GIVEN INFORMATION:
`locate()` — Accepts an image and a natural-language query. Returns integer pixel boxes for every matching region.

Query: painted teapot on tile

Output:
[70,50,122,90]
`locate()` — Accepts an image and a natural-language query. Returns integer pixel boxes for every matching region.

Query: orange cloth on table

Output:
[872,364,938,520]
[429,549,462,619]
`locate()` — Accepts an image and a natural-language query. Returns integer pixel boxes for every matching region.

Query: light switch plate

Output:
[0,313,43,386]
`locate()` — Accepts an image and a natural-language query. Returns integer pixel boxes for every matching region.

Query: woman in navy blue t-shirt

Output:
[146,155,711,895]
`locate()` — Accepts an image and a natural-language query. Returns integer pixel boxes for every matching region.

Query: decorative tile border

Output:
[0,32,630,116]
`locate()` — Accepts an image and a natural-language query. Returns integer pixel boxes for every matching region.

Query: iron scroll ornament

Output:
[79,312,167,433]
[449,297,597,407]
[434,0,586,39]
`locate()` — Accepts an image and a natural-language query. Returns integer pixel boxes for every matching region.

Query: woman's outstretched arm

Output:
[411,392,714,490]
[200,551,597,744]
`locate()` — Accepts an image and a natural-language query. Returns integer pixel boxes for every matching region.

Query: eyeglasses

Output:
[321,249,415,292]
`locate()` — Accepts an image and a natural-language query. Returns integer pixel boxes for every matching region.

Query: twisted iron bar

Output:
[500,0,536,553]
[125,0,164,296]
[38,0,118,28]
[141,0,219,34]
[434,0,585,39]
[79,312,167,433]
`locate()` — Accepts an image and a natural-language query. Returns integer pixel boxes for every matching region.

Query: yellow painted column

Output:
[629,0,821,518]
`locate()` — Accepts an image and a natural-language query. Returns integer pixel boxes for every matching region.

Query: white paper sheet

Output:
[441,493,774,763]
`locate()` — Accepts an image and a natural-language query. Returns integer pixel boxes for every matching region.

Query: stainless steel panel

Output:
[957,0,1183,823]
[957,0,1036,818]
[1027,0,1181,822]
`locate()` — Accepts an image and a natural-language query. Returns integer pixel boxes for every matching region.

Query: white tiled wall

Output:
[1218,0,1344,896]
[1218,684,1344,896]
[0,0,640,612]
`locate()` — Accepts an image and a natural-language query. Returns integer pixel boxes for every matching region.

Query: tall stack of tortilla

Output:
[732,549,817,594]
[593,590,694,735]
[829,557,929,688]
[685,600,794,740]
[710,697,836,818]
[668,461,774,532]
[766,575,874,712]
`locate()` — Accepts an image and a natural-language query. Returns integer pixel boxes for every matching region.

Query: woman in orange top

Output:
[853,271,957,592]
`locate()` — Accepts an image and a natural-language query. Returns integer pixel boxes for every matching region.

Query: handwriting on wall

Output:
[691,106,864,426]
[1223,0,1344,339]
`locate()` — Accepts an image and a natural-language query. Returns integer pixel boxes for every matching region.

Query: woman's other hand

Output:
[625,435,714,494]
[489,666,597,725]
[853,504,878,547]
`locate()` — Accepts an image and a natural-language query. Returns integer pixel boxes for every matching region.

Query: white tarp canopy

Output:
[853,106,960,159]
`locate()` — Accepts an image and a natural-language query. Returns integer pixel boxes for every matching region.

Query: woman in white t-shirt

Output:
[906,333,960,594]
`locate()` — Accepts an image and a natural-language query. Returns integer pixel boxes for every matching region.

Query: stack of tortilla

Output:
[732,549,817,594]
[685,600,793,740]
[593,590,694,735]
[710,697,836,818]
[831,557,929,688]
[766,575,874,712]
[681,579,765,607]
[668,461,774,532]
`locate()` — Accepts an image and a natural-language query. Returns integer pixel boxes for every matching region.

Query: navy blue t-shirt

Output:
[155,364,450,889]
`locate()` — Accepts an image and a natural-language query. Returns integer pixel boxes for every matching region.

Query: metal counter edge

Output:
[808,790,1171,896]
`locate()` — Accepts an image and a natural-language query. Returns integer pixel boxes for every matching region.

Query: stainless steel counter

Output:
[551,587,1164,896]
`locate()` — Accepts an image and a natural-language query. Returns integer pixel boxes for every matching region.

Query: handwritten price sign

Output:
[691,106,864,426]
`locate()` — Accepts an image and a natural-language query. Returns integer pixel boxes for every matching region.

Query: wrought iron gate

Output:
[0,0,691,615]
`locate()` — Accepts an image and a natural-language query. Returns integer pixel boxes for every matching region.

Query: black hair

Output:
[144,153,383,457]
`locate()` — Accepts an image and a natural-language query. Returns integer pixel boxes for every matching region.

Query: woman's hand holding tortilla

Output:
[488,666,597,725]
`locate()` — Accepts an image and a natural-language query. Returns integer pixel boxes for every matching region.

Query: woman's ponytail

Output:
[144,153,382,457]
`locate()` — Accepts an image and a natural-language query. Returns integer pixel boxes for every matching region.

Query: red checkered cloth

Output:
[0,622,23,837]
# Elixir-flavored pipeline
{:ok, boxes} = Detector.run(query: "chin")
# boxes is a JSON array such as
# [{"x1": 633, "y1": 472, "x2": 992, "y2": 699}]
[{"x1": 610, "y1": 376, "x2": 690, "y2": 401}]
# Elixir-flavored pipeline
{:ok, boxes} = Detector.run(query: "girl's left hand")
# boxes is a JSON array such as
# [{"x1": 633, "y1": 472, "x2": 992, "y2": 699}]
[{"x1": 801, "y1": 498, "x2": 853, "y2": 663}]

EXERCISE DETAILS: Reproduce the entries verbatim, from the first line through the line containing "[146,155,711,895]", including that line.

THE ANSWER:
`locate()` — Accepts an image and a natural-language query. Returns integer pixel boxes for every matching region.

Query: painted teapot on tile

Output:
[70,50,122,90]
`locate()` — Accepts an image and a natural-language query. Returns integer pixel boxes for every matching region.

Query: orange cloth on table

Output:
[872,364,938,520]
[429,549,462,619]
`locate()` — Accepts an image and a natural-language query. Returns integer pixel boxes for every matching region.

Query: light switch plate

Output:
[0,313,43,386]
`locate()` — Accepts an image and a natural-language query. Returns integer pixel boxes for every matching region.

Query: woman in navy blue t-shirt

Output:
[146,155,711,895]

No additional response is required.